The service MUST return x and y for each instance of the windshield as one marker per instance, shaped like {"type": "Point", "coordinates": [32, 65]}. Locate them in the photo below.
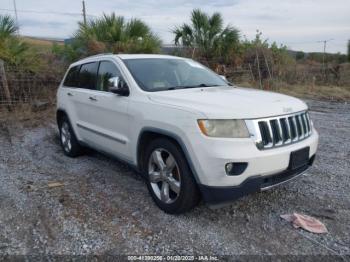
{"type": "Point", "coordinates": [158, 74]}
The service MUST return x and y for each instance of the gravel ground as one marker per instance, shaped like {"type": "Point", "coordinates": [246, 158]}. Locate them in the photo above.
{"type": "Point", "coordinates": [104, 206]}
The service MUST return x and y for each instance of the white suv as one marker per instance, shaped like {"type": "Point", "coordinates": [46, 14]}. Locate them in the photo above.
{"type": "Point", "coordinates": [189, 132]}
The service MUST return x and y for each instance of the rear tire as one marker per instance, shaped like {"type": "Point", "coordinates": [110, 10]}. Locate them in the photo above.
{"type": "Point", "coordinates": [68, 139]}
{"type": "Point", "coordinates": [169, 178]}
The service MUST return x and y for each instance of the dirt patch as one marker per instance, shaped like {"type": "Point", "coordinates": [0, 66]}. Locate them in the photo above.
{"type": "Point", "coordinates": [104, 206]}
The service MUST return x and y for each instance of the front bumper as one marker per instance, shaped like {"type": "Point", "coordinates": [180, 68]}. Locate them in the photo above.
{"type": "Point", "coordinates": [214, 195]}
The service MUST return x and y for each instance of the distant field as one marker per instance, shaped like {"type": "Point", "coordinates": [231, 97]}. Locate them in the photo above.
{"type": "Point", "coordinates": [41, 44]}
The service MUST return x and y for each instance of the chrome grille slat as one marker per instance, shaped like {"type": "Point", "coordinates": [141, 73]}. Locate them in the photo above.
{"type": "Point", "coordinates": [289, 132]}
{"type": "Point", "coordinates": [299, 119]}
{"type": "Point", "coordinates": [280, 131]}
{"type": "Point", "coordinates": [295, 128]}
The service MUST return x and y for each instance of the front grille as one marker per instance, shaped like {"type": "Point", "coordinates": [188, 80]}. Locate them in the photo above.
{"type": "Point", "coordinates": [278, 131]}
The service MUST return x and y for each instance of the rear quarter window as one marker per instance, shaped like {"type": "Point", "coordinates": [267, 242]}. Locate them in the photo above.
{"type": "Point", "coordinates": [88, 76]}
{"type": "Point", "coordinates": [72, 79]}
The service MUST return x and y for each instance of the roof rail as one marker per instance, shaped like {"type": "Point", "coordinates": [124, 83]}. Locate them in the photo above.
{"type": "Point", "coordinates": [102, 54]}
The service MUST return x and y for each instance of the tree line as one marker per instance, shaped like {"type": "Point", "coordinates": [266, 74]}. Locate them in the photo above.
{"type": "Point", "coordinates": [205, 38]}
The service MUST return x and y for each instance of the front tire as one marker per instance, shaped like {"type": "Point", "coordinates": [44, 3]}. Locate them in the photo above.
{"type": "Point", "coordinates": [69, 141]}
{"type": "Point", "coordinates": [169, 178]}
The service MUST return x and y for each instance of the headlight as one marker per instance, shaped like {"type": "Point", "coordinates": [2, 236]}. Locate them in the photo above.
{"type": "Point", "coordinates": [224, 128]}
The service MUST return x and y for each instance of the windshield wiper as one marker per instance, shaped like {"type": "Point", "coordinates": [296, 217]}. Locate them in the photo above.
{"type": "Point", "coordinates": [194, 86]}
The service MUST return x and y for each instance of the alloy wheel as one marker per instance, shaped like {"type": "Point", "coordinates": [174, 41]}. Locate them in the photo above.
{"type": "Point", "coordinates": [164, 175]}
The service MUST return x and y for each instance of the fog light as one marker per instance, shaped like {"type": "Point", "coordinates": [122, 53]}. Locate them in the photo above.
{"type": "Point", "coordinates": [229, 168]}
{"type": "Point", "coordinates": [235, 169]}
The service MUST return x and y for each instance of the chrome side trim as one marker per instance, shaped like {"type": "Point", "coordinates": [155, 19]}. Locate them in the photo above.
{"type": "Point", "coordinates": [102, 134]}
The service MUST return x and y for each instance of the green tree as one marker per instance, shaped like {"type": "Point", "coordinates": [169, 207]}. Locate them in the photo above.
{"type": "Point", "coordinates": [7, 27]}
{"type": "Point", "coordinates": [110, 33]}
{"type": "Point", "coordinates": [208, 35]}
{"type": "Point", "coordinates": [12, 49]}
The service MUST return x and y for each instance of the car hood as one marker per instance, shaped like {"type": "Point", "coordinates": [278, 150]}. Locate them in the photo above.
{"type": "Point", "coordinates": [230, 102]}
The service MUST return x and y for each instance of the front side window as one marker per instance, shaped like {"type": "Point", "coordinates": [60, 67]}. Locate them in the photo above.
{"type": "Point", "coordinates": [72, 77]}
{"type": "Point", "coordinates": [158, 74]}
{"type": "Point", "coordinates": [106, 71]}
{"type": "Point", "coordinates": [87, 76]}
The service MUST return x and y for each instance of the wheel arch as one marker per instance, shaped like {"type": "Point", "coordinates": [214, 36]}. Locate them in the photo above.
{"type": "Point", "coordinates": [59, 114]}
{"type": "Point", "coordinates": [148, 134]}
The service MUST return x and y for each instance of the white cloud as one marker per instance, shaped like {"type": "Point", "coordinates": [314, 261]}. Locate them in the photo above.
{"type": "Point", "coordinates": [297, 23]}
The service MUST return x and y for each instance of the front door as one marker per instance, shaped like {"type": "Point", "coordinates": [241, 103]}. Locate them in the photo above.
{"type": "Point", "coordinates": [104, 121]}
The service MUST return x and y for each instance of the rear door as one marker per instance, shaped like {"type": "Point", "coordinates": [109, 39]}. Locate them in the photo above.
{"type": "Point", "coordinates": [83, 96]}
{"type": "Point", "coordinates": [104, 118]}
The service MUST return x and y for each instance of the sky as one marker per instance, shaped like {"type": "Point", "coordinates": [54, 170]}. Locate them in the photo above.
{"type": "Point", "coordinates": [299, 24]}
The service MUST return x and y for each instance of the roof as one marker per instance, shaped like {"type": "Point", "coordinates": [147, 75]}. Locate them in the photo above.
{"type": "Point", "coordinates": [122, 56]}
{"type": "Point", "coordinates": [138, 56]}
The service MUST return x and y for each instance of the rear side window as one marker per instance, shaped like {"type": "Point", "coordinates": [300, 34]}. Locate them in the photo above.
{"type": "Point", "coordinates": [72, 77]}
{"type": "Point", "coordinates": [87, 75]}
{"type": "Point", "coordinates": [106, 71]}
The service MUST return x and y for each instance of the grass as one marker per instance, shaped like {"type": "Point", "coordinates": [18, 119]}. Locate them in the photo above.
{"type": "Point", "coordinates": [330, 93]}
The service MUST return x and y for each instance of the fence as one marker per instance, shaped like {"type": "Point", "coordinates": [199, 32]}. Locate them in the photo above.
{"type": "Point", "coordinates": [18, 86]}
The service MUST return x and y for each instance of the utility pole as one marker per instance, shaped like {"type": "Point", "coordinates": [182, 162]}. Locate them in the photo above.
{"type": "Point", "coordinates": [15, 9]}
{"type": "Point", "coordinates": [84, 12]}
{"type": "Point", "coordinates": [324, 55]}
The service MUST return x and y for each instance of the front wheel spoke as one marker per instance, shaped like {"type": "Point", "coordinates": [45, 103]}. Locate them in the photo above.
{"type": "Point", "coordinates": [158, 160]}
{"type": "Point", "coordinates": [154, 177]}
{"type": "Point", "coordinates": [164, 192]}
{"type": "Point", "coordinates": [174, 185]}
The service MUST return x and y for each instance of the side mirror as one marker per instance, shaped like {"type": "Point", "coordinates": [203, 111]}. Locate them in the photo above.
{"type": "Point", "coordinates": [118, 86]}
{"type": "Point", "coordinates": [223, 77]}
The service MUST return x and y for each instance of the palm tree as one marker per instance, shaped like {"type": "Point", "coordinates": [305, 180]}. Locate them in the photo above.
{"type": "Point", "coordinates": [207, 34]}
{"type": "Point", "coordinates": [112, 33]}
{"type": "Point", "coordinates": [8, 27]}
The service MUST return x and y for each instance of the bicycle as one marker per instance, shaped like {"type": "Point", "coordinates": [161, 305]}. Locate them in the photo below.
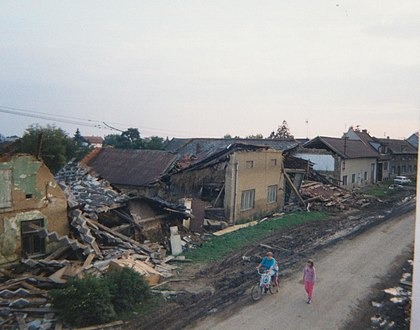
{"type": "Point", "coordinates": [265, 285]}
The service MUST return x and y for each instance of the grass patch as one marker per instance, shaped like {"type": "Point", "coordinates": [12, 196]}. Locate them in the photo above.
{"type": "Point", "coordinates": [220, 246]}
{"type": "Point", "coordinates": [379, 190]}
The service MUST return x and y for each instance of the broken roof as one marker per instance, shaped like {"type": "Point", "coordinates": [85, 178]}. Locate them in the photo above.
{"type": "Point", "coordinates": [217, 155]}
{"type": "Point", "coordinates": [344, 147]}
{"type": "Point", "coordinates": [128, 167]}
{"type": "Point", "coordinates": [399, 146]}
{"type": "Point", "coordinates": [86, 191]}
{"type": "Point", "coordinates": [196, 146]}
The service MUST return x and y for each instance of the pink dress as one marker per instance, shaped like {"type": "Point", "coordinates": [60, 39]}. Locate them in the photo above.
{"type": "Point", "coordinates": [309, 277]}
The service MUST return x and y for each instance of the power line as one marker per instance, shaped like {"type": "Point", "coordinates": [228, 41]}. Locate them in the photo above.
{"type": "Point", "coordinates": [79, 121]}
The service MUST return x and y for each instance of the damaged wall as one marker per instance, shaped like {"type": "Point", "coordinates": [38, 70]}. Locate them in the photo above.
{"type": "Point", "coordinates": [191, 183]}
{"type": "Point", "coordinates": [253, 171]}
{"type": "Point", "coordinates": [31, 198]}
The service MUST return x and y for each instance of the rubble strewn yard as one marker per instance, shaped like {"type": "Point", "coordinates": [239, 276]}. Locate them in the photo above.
{"type": "Point", "coordinates": [224, 284]}
{"type": "Point", "coordinates": [191, 290]}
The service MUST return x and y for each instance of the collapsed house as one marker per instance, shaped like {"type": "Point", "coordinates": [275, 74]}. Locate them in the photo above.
{"type": "Point", "coordinates": [100, 235]}
{"type": "Point", "coordinates": [30, 200]}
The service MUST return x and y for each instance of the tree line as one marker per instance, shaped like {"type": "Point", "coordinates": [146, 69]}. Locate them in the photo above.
{"type": "Point", "coordinates": [55, 147]}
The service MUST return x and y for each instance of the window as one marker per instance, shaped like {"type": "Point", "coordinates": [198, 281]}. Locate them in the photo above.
{"type": "Point", "coordinates": [272, 194]}
{"type": "Point", "coordinates": [247, 200]}
{"type": "Point", "coordinates": [32, 243]}
{"type": "Point", "coordinates": [5, 188]}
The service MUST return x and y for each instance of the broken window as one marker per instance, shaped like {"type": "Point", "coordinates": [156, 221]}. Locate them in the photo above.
{"type": "Point", "coordinates": [272, 194]}
{"type": "Point", "coordinates": [5, 188]}
{"type": "Point", "coordinates": [32, 243]}
{"type": "Point", "coordinates": [249, 164]}
{"type": "Point", "coordinates": [248, 199]}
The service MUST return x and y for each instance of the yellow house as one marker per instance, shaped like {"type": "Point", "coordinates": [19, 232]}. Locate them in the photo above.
{"type": "Point", "coordinates": [244, 181]}
{"type": "Point", "coordinates": [30, 199]}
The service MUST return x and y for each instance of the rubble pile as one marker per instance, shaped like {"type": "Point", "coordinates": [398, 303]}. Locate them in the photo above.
{"type": "Point", "coordinates": [87, 192]}
{"type": "Point", "coordinates": [24, 300]}
{"type": "Point", "coordinates": [91, 248]}
{"type": "Point", "coordinates": [319, 196]}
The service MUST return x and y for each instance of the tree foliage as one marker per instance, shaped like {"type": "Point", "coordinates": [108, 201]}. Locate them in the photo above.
{"type": "Point", "coordinates": [52, 145]}
{"type": "Point", "coordinates": [91, 300]}
{"type": "Point", "coordinates": [131, 139]}
{"type": "Point", "coordinates": [256, 136]}
{"type": "Point", "coordinates": [84, 302]}
{"type": "Point", "coordinates": [48, 143]}
{"type": "Point", "coordinates": [283, 132]}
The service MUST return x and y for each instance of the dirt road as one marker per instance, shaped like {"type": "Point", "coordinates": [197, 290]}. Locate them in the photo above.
{"type": "Point", "coordinates": [346, 273]}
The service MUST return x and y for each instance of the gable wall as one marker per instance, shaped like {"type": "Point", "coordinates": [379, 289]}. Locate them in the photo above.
{"type": "Point", "coordinates": [33, 195]}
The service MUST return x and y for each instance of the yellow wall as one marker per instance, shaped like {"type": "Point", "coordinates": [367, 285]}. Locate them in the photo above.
{"type": "Point", "coordinates": [35, 195]}
{"type": "Point", "coordinates": [259, 177]}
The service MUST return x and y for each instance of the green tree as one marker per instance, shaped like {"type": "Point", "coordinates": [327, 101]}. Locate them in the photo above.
{"type": "Point", "coordinates": [129, 139]}
{"type": "Point", "coordinates": [84, 302]}
{"type": "Point", "coordinates": [154, 143]}
{"type": "Point", "coordinates": [78, 147]}
{"type": "Point", "coordinates": [283, 132]}
{"type": "Point", "coordinates": [256, 136]}
{"type": "Point", "coordinates": [51, 144]}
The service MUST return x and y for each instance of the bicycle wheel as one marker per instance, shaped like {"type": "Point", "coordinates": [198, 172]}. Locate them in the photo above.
{"type": "Point", "coordinates": [256, 292]}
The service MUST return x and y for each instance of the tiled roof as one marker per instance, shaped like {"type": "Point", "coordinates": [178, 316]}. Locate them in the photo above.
{"type": "Point", "coordinates": [131, 167]}
{"type": "Point", "coordinates": [346, 148]}
{"type": "Point", "coordinates": [201, 145]}
{"type": "Point", "coordinates": [398, 146]}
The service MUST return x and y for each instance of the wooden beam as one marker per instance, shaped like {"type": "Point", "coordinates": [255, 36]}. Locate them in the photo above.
{"type": "Point", "coordinates": [289, 181]}
{"type": "Point", "coordinates": [119, 235]}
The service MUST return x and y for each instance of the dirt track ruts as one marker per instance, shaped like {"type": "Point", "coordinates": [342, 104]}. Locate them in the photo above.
{"type": "Point", "coordinates": [229, 280]}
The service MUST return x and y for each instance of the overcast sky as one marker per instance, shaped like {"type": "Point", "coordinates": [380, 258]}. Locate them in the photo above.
{"type": "Point", "coordinates": [207, 68]}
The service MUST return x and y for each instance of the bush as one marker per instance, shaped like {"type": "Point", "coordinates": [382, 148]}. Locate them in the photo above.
{"type": "Point", "coordinates": [84, 302]}
{"type": "Point", "coordinates": [92, 300]}
{"type": "Point", "coordinates": [128, 289]}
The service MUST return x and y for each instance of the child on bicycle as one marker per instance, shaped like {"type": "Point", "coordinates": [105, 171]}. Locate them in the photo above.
{"type": "Point", "coordinates": [271, 267]}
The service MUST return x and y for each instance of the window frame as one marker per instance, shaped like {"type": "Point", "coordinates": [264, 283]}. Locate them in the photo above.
{"type": "Point", "coordinates": [247, 199]}
{"type": "Point", "coordinates": [32, 243]}
{"type": "Point", "coordinates": [272, 194]}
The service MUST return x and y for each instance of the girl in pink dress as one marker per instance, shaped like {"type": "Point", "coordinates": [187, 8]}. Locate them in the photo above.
{"type": "Point", "coordinates": [309, 277]}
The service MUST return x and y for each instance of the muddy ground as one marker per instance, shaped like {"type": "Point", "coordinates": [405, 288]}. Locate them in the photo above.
{"type": "Point", "coordinates": [224, 285]}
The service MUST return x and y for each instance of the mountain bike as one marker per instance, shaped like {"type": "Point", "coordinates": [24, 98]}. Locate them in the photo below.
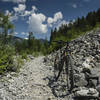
---
> _AIM OF THE EXERCISE_
Could you repeat word for word only the lines from the one that contains "of the child" through the end of the listing, leaving out the pictures?

> _RESPONSE FOR THIS EXERCISE_
The service MUST return x and y for each instance of the child on bicycle as one marker per instance, shaped like {"type": "Point", "coordinates": [105, 171]}. Locate them in the photo above.
{"type": "Point", "coordinates": [271, 267]}
The service MUST return x and y for each instance of the window frame as one marker per instance, shaped like {"type": "Point", "coordinates": [264, 283]}. Locate them in the photo above.
{"type": "Point", "coordinates": [247, 199]}
{"type": "Point", "coordinates": [32, 243]}
{"type": "Point", "coordinates": [272, 194]}
The service MUST return x and y for each instance of the girl in pink dress as one marker per instance, shaped like {"type": "Point", "coordinates": [187, 8]}. Locate them in the photo above.
{"type": "Point", "coordinates": [309, 277]}
The service MUST return x and y for each instance of the muddy ground as one marker per instance, shaped like {"type": "Point", "coordinates": [405, 288]}. Locate them in the photo above.
{"type": "Point", "coordinates": [224, 285]}
The service MUST return x and y for each instance of the mountain bike as one marker per instance, shaped like {"type": "Point", "coordinates": [24, 98]}. Locate them in the photo below.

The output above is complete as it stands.